=== REQUEST 1 ===
Render the records starting at the line containing "Exercise. For every instance of the black jacket collar" and ending at the line containing "<point>410,446</point>" as a two-column CSV with the columns "record" and "answer", one row per record. Put each record's text and its answer in a single quoted field, with line breaks replaced by spaces.
-- Start of SUPPLIED PASSAGE --
1 Modelling and Statistical Inference Maximum likelihood estimation and relative likelihood 2 Hypothesis Tests and Confidence Intervals

Asymptotic Theory

We have discussed that $\hat{\theta}$ has a distribution (called the sampling distribution). Theorem 1 in this section establishes that the sampling distribution is asymptotically normal. We can also calculate the asymptotic (sampling) distribution of any function of $\hat{\theta}$ , and one that is particularly useful is the deviance of the true parameter, $D(\theta_{0})$ , which Theorem 2 establishes has a $\chi^{2}_{1}$ distribution.

The asymptotic results stated below hold subject to some weak regularity conditions. These are:

R1: $\theta_{0}$ is an interior point of $\Omega$ with the support of $f(x|\theta)$ not depend on $\theta$ .
R2: No two different values of $\theta$ give the same $f(x|\theta)$ for all $x$ .
R3: The first three derivatives of $\ell(\theta)$ exist in a neighbourhood of $\theta_{0}$ .

The first of these conditions ensures that the boundary of the sampling space does not depend on the unknown parameter (excluding the Uniform $[0,\theta]$ model, for example).

The second ensures that different values of $\theta$ give rise to different probability models.
-- End of SUPPLIED PASSAGE --
-- Start of RAW RECORDS --
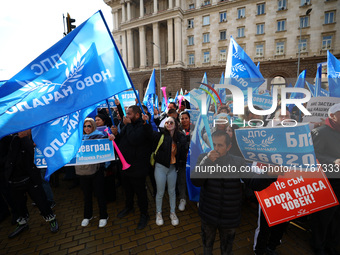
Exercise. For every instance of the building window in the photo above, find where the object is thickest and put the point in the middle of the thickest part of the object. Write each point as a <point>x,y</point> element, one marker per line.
<point>223,35</point>
<point>190,23</point>
<point>260,29</point>
<point>281,25</point>
<point>191,40</point>
<point>206,57</point>
<point>329,17</point>
<point>305,2</point>
<point>259,50</point>
<point>240,32</point>
<point>280,48</point>
<point>281,5</point>
<point>261,9</point>
<point>223,55</point>
<point>304,21</point>
<point>191,59</point>
<point>303,45</point>
<point>241,13</point>
<point>327,42</point>
<point>223,16</point>
<point>206,37</point>
<point>206,20</point>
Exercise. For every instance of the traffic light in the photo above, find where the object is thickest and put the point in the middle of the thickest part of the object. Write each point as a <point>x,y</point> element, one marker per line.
<point>69,22</point>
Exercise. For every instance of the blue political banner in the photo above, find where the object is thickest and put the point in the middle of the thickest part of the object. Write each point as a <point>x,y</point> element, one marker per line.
<point>286,146</point>
<point>240,70</point>
<point>128,98</point>
<point>90,152</point>
<point>333,75</point>
<point>82,69</point>
<point>59,140</point>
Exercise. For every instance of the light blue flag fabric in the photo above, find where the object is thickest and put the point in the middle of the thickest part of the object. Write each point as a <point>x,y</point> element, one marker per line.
<point>311,87</point>
<point>222,92</point>
<point>82,69</point>
<point>150,93</point>
<point>333,75</point>
<point>60,139</point>
<point>317,91</point>
<point>300,83</point>
<point>240,70</point>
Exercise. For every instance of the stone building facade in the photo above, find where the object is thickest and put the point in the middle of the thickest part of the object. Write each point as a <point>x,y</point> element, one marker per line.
<point>186,38</point>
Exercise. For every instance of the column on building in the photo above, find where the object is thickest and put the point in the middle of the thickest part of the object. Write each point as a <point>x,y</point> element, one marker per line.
<point>170,42</point>
<point>130,51</point>
<point>155,6</point>
<point>178,40</point>
<point>171,5</point>
<point>124,51</point>
<point>123,11</point>
<point>141,8</point>
<point>156,50</point>
<point>128,10</point>
<point>142,47</point>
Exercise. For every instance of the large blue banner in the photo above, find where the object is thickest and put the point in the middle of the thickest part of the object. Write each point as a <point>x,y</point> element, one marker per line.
<point>82,69</point>
<point>286,146</point>
<point>90,152</point>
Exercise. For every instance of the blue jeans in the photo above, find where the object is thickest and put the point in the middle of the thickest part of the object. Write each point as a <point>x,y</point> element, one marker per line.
<point>165,175</point>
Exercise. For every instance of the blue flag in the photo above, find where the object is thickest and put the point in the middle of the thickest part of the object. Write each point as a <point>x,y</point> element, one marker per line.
<point>240,70</point>
<point>318,81</point>
<point>300,83</point>
<point>333,75</point>
<point>60,139</point>
<point>82,69</point>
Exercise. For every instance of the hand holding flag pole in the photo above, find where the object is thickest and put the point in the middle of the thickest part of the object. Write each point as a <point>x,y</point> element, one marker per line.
<point>120,155</point>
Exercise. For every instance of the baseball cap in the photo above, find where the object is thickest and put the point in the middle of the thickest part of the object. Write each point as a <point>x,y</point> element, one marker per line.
<point>334,109</point>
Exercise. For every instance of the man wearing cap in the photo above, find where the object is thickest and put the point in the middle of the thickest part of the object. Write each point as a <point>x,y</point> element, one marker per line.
<point>326,223</point>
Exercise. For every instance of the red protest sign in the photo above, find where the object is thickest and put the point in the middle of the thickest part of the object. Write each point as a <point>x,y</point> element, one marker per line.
<point>294,195</point>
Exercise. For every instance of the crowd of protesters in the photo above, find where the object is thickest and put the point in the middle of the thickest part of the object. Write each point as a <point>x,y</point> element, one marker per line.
<point>167,135</point>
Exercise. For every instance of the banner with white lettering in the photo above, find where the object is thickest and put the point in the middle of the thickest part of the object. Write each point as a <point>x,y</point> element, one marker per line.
<point>288,146</point>
<point>128,99</point>
<point>296,194</point>
<point>318,107</point>
<point>90,152</point>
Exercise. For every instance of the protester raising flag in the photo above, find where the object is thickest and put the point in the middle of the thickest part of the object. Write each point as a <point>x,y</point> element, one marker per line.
<point>82,69</point>
<point>60,139</point>
<point>333,75</point>
<point>240,70</point>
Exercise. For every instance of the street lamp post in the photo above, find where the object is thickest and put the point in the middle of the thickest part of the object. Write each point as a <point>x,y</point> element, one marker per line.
<point>299,47</point>
<point>160,68</point>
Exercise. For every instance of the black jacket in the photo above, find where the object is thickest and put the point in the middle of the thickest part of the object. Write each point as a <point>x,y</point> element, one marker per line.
<point>163,155</point>
<point>221,199</point>
<point>135,145</point>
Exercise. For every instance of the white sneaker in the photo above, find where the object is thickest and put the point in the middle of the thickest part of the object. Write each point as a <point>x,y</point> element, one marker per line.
<point>182,204</point>
<point>174,219</point>
<point>86,222</point>
<point>159,219</point>
<point>103,222</point>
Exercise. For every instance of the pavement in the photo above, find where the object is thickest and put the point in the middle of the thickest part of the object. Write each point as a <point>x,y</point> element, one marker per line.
<point>120,235</point>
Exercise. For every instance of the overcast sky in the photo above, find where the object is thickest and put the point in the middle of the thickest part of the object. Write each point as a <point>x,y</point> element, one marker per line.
<point>29,27</point>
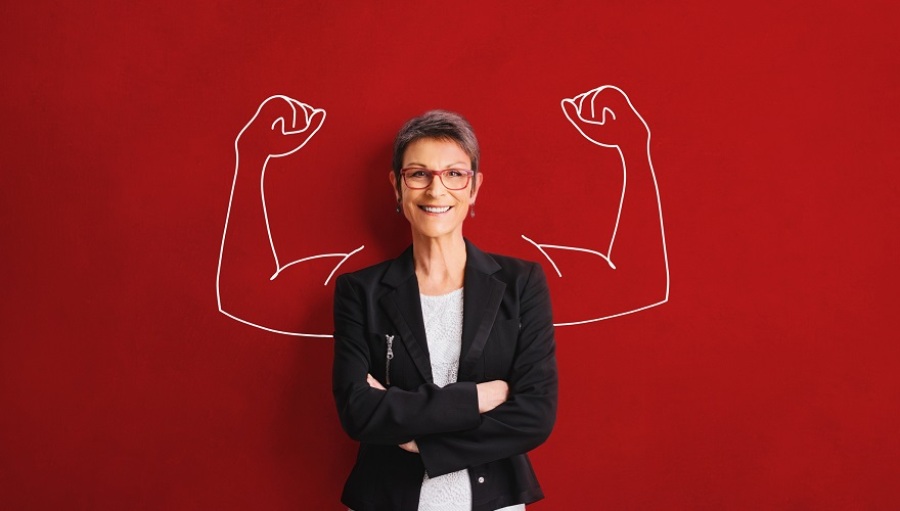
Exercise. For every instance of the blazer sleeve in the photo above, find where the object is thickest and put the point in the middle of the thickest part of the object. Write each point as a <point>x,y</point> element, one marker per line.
<point>525,420</point>
<point>394,416</point>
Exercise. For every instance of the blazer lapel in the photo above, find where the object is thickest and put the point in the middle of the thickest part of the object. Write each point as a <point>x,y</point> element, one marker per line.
<point>403,307</point>
<point>482,296</point>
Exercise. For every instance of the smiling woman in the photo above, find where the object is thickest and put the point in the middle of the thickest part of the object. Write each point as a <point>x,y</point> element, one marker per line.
<point>418,339</point>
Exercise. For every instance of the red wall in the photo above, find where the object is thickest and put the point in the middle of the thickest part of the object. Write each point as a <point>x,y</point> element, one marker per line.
<point>768,380</point>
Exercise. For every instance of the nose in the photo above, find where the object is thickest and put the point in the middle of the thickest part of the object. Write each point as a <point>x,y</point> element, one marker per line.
<point>436,188</point>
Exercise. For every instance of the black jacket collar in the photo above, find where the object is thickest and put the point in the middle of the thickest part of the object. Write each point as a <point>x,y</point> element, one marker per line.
<point>482,296</point>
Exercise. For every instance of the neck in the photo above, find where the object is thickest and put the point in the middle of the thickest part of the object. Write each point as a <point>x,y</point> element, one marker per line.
<point>440,264</point>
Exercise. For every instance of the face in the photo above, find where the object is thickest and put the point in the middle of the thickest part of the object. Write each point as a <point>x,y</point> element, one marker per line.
<point>435,211</point>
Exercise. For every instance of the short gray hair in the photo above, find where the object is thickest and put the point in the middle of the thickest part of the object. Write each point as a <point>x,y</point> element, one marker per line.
<point>438,125</point>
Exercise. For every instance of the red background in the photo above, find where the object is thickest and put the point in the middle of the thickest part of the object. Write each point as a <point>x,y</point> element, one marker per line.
<point>769,380</point>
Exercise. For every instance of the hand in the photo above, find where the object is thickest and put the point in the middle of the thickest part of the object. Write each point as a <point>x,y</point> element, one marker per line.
<point>606,117</point>
<point>491,395</point>
<point>281,126</point>
<point>375,384</point>
<point>410,446</point>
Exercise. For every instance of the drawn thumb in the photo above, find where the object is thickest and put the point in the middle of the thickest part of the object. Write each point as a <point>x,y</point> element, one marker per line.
<point>570,110</point>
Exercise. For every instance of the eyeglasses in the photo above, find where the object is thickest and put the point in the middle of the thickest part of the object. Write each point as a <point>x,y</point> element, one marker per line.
<point>452,179</point>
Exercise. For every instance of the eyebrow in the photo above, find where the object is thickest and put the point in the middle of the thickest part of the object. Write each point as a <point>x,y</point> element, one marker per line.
<point>415,164</point>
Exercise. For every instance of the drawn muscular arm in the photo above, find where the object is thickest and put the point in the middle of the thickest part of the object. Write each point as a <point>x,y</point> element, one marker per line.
<point>627,270</point>
<point>250,285</point>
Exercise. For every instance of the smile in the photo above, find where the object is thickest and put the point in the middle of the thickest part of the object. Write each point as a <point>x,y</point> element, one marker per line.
<point>435,209</point>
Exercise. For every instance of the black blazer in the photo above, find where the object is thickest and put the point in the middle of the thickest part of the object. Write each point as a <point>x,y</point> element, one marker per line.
<point>507,334</point>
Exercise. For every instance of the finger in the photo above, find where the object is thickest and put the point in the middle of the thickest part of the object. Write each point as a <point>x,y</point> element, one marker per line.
<point>315,119</point>
<point>570,109</point>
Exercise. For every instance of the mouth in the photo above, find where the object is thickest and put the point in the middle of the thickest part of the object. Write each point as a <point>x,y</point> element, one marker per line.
<point>435,210</point>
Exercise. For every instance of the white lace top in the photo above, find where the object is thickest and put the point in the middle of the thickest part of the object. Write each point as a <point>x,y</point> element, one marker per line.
<point>443,330</point>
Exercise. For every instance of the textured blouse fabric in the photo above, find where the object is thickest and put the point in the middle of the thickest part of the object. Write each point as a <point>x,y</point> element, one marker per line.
<point>443,331</point>
<point>443,317</point>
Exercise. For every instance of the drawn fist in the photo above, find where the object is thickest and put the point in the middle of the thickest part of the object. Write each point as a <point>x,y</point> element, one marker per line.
<point>606,117</point>
<point>281,126</point>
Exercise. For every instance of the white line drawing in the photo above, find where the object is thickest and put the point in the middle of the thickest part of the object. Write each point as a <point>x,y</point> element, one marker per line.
<point>582,118</point>
<point>303,132</point>
<point>294,123</point>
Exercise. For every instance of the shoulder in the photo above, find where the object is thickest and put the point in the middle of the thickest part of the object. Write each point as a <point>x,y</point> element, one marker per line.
<point>503,267</point>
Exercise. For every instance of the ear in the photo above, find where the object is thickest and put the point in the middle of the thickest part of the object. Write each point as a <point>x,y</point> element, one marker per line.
<point>479,177</point>
<point>393,179</point>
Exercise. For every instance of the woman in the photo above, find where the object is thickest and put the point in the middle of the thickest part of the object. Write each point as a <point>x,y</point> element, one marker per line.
<point>444,365</point>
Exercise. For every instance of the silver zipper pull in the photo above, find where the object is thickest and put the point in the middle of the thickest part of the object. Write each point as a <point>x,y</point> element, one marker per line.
<point>390,355</point>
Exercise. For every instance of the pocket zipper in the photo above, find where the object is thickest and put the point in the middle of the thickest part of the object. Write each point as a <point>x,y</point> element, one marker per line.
<point>390,355</point>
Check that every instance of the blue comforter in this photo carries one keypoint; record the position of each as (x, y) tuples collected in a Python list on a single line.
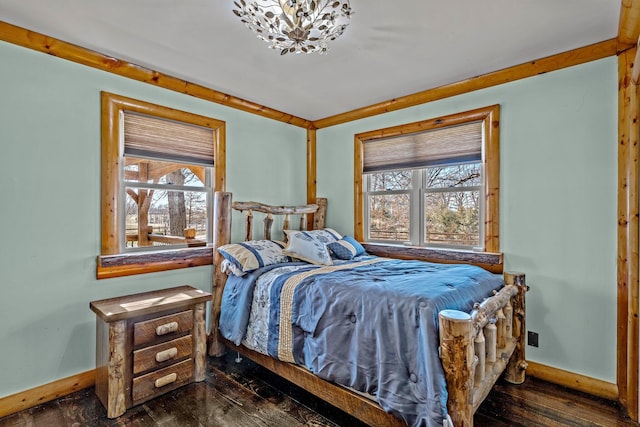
-- End of RAW RECORDS --
=== REQUEST 2 ===
Quote the asymptotic theory passage starting at "R2: No two different" and ending at "different probability models.".

=== TASK RESULT 1 ===
record,answer
"Exercise. For every instance of the black jacket collar in the photo above, find where the object is thickest and put the point in the middle of the thickest part of the object. Write each point as a <point>x,y</point> element, one marker per line.","<point>482,296</point>"
"Exercise. For every instance of the neck in the photo above, find where the object is thickest and put the point in the middle of the thickest part of the object. Write each point as a <point>x,y</point> element, one marker per line.","<point>440,264</point>"
"Exercise. For every instance of the face in the photo above, find where the object is thickest and put the point in the middle of the thickest part of the object. Write each point as a <point>x,y</point> element, one marker per line.","<point>435,211</point>"
"Exercise. For every instance of the short gray hair in the photo above, find where the object is thickest and put the point in the middle of the thickest part of the object. Write each point as a <point>x,y</point> element, one marker per line.","<point>438,125</point>"
"Exercise. For every instance of the red background in the photo above, find where the object is thickest and put the point in the middle of the thickest part of the object. Write each point as a <point>x,y</point> element, one marker per line.","<point>769,380</point>"
"Exercise. For every instance of the hand in the photo above, find where the object is thickest and put the point in the middle of the thickest part of the object. Write each point as a <point>x,y</point> element, one marker per line.","<point>606,117</point> <point>491,395</point> <point>281,126</point> <point>375,384</point> <point>410,446</point>"

=== TASK RESULT 2 ===
R2: No two different values of $\theta$ give the same $f(x|\theta)$ for all $x$ .
R3: The first three derivatives of $\ell(\theta)$ exist in a neighbourhood of $\theta_{0}$ .

The first of these conditions ensures that the boundary of the sampling space does not depend on the unknown parameter (excluding the Uniform $[0,\theta]$ model, for example).

The second ensures that different values of $\theta$ give rise to different probability models.